What the exercise asks: Retype the listing that follows, exactly as written.

((

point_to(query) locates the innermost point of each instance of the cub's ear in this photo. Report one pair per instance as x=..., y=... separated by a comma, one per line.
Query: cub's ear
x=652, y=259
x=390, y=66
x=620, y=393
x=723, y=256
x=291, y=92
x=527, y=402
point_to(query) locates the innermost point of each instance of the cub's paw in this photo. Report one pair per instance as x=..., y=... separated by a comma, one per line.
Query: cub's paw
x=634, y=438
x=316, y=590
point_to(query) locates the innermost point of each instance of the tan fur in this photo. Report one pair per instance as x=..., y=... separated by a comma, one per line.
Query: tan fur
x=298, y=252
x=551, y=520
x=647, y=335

))

Task solution:
point_to(query) locates the innermost point of each instance of the cub's ear in this photo. Report one pair per instance as x=..., y=... separated by a comma, one per line.
Query: cub's ear
x=652, y=259
x=390, y=66
x=620, y=393
x=723, y=256
x=291, y=92
x=527, y=402
point_to(query) locates the innermost point of each instance of the cub's paw in this photo. Report one pair per instance as x=..., y=... separated by a comma, one per line.
Query: cub's paw
x=634, y=438
x=316, y=590
point_to(query) locates the innermost point of each instance of the tan fur in this photo. Report one pair per instance as x=..., y=... separated by a comma, one per line.
Query: tan fur
x=298, y=252
x=551, y=520
x=647, y=335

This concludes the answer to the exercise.